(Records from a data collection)
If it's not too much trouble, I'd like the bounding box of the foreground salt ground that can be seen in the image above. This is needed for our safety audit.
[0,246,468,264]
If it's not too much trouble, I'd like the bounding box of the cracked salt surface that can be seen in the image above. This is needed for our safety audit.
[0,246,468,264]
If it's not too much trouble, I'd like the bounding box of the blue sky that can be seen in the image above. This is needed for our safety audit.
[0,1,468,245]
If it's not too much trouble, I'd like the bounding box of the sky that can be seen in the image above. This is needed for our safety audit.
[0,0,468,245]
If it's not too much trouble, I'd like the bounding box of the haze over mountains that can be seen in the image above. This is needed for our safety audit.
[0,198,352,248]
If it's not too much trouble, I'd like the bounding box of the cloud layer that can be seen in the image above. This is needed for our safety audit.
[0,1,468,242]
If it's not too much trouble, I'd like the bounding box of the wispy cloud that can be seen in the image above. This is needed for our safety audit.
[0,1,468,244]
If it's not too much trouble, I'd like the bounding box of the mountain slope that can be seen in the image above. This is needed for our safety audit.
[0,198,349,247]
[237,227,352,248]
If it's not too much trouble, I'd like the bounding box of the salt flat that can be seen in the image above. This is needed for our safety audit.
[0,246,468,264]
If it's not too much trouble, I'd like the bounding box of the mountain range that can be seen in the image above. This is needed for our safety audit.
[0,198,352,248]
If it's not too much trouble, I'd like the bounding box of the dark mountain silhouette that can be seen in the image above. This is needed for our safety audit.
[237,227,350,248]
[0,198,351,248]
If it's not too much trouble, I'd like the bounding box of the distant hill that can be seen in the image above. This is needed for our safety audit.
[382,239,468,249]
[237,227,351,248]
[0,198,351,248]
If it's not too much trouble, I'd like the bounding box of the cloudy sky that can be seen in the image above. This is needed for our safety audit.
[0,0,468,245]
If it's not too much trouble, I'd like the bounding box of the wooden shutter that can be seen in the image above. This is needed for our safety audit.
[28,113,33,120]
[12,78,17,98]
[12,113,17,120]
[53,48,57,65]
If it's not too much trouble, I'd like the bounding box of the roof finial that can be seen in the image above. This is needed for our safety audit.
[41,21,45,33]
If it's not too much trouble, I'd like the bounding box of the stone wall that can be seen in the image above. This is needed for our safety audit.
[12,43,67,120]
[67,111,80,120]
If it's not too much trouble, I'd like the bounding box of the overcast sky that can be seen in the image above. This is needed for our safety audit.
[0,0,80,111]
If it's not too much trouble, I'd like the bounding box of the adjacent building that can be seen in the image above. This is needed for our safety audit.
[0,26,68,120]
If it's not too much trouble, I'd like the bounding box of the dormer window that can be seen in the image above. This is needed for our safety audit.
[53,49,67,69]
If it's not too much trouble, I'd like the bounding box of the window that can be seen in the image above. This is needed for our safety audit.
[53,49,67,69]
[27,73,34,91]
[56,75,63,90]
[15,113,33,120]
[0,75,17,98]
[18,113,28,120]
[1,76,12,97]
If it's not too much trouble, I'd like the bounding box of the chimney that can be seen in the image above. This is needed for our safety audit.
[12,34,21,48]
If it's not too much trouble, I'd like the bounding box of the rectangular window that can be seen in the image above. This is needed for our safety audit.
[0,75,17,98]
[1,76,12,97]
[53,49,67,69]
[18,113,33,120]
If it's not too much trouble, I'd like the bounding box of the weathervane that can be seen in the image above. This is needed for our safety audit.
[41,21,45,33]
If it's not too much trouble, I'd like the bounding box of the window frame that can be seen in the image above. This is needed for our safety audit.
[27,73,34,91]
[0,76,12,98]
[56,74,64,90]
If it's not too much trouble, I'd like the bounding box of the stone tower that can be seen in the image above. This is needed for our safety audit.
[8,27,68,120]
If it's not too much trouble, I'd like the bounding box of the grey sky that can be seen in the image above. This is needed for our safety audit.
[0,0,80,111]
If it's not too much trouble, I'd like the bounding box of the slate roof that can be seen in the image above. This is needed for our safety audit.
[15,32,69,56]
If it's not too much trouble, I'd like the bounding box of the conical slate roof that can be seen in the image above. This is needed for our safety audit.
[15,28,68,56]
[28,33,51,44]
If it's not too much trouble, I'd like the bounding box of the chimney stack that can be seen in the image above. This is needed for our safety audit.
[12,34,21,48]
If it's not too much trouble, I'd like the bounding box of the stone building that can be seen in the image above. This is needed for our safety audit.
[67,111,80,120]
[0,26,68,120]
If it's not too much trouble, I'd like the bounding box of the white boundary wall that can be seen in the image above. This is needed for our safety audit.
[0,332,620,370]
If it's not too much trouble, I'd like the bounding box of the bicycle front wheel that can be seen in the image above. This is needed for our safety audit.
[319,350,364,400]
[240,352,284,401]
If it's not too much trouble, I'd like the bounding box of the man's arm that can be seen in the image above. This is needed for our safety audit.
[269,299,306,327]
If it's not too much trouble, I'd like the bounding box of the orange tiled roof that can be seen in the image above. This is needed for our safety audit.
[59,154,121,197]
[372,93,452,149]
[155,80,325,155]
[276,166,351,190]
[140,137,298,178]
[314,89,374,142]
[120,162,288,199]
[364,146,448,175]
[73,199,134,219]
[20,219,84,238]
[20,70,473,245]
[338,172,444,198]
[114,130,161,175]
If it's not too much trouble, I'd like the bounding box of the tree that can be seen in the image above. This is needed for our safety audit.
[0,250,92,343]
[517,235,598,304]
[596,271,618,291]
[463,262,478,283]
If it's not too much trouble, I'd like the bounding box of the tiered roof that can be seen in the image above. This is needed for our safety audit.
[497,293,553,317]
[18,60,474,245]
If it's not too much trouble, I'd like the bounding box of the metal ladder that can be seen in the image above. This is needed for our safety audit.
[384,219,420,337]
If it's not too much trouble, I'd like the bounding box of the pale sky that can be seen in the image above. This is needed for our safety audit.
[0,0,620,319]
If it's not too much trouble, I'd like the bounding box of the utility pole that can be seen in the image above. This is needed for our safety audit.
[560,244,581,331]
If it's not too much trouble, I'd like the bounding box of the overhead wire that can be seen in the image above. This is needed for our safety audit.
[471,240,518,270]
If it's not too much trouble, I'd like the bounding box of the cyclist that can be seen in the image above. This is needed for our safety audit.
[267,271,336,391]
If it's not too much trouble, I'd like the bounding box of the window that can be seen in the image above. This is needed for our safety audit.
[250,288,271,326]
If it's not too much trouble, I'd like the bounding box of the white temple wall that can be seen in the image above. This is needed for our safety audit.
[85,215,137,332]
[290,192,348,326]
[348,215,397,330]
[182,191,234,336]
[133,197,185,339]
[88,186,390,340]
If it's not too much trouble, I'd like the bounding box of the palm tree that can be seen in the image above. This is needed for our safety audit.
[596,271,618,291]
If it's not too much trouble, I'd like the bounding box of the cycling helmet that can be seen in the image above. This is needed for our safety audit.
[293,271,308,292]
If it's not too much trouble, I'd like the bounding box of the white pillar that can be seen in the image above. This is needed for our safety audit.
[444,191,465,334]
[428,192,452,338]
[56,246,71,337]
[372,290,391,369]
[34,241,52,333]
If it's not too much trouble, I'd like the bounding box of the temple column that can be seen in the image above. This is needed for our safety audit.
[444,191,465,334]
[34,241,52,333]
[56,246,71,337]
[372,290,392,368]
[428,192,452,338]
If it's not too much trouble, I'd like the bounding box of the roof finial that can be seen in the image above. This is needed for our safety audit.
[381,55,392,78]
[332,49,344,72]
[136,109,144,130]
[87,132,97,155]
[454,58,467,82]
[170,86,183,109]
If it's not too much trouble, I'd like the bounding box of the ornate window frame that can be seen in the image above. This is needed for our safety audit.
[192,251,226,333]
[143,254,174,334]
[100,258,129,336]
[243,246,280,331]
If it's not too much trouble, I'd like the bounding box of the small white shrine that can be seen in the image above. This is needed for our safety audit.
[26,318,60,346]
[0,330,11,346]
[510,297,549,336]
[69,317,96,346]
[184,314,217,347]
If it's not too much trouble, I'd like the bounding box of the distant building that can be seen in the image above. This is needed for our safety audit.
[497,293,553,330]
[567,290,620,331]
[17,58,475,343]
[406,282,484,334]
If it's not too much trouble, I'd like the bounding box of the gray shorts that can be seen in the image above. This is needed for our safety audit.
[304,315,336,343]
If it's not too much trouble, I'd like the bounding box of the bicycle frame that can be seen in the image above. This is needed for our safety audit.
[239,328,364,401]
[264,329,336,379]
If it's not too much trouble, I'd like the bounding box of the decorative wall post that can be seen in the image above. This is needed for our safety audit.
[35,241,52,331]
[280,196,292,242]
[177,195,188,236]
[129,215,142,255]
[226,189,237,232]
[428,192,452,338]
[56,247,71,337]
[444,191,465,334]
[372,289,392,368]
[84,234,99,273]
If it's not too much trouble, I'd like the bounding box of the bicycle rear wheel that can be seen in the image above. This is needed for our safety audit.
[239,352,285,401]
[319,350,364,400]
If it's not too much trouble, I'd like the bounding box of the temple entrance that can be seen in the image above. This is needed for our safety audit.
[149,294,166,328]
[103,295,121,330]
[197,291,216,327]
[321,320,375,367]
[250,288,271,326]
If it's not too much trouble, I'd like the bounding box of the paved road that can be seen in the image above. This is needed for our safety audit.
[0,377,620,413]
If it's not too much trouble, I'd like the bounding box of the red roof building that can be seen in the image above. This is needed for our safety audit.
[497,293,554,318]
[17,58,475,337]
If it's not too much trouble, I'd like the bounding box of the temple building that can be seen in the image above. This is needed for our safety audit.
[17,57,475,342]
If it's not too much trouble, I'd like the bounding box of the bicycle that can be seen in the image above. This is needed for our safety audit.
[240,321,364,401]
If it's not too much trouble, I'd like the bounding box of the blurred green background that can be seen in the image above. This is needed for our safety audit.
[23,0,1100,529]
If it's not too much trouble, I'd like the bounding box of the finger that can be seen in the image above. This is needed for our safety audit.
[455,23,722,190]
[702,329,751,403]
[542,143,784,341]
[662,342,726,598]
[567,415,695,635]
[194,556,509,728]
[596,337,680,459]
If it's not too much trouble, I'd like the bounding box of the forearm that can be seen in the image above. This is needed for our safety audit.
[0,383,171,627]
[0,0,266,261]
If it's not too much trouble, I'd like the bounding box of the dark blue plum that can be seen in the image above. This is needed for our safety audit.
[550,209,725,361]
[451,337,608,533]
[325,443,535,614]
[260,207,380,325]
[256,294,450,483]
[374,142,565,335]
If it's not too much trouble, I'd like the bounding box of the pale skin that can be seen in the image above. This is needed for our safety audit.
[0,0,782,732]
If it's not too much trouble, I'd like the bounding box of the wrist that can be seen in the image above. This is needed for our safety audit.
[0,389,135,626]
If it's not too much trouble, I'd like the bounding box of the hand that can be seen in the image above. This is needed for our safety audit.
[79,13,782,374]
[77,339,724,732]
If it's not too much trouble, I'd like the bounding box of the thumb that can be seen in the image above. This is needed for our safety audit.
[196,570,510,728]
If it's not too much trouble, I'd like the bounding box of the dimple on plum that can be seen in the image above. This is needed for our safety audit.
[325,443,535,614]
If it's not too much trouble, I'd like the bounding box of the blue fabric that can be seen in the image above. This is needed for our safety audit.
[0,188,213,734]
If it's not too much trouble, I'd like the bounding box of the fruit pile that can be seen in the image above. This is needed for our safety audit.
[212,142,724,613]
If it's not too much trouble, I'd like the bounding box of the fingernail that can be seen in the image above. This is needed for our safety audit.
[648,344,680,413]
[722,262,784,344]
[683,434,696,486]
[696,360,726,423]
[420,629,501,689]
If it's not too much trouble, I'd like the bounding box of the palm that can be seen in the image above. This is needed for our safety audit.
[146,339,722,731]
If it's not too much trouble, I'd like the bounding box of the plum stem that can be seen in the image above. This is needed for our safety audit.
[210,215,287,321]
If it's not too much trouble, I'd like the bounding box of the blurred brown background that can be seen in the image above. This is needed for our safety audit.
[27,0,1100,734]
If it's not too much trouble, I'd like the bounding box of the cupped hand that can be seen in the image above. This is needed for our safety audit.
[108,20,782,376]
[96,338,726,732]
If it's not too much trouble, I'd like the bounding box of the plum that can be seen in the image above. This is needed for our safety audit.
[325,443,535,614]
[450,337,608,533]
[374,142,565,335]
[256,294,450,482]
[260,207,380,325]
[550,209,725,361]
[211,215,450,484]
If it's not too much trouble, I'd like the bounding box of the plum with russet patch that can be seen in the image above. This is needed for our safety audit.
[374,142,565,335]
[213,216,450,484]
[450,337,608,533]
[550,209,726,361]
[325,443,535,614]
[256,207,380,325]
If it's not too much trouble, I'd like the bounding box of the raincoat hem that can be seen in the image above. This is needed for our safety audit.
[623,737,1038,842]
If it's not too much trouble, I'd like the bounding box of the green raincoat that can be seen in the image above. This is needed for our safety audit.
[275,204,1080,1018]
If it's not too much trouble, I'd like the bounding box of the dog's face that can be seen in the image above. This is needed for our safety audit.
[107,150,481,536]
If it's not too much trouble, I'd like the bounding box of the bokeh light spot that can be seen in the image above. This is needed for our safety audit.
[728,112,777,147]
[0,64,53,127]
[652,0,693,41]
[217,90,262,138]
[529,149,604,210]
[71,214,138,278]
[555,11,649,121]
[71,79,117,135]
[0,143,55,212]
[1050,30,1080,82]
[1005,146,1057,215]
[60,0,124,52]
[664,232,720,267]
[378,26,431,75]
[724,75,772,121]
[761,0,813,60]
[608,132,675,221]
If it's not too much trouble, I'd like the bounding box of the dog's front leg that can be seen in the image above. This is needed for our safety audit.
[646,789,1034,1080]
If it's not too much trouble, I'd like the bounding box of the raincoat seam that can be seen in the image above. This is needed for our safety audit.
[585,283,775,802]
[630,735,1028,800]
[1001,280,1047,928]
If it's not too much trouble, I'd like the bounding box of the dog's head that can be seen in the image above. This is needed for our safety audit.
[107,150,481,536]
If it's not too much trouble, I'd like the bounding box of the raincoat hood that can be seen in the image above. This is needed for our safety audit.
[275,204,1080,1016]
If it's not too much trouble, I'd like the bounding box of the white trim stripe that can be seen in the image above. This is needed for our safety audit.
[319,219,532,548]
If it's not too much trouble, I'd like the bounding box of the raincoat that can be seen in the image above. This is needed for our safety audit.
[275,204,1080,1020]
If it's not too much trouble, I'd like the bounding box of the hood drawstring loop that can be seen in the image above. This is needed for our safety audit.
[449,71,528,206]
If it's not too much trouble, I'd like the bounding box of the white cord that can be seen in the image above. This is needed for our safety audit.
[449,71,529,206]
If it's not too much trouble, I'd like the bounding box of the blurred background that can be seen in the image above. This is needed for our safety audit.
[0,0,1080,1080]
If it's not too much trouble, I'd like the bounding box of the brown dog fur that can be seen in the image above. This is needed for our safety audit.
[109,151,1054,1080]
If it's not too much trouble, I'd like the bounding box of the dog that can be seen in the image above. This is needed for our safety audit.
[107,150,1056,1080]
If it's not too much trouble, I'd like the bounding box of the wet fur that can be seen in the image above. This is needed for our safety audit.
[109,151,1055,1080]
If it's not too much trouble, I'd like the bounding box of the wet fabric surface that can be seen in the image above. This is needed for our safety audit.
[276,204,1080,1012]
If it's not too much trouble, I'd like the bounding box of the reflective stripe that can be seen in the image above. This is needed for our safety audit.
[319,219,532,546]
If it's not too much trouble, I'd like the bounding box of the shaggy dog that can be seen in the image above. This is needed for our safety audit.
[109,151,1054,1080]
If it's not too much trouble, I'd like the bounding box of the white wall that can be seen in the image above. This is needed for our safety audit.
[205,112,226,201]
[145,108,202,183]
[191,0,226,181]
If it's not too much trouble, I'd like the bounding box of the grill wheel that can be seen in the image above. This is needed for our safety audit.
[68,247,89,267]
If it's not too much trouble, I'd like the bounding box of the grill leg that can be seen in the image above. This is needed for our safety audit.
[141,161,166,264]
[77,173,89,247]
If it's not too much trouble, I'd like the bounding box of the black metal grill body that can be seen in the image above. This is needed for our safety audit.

### Your instructions
Copy, word for word, the lines of the listing from the one containing "of the tree" through the one containing "[463,262,478,283]", with both of those lines included.

### The response
If it's not too much trouble, I'd like the bounding box of the tree that can be seen in the image above. This is needed for our safety audit.
[0,250,92,343]
[517,235,598,304]
[596,271,618,291]
[463,262,478,283]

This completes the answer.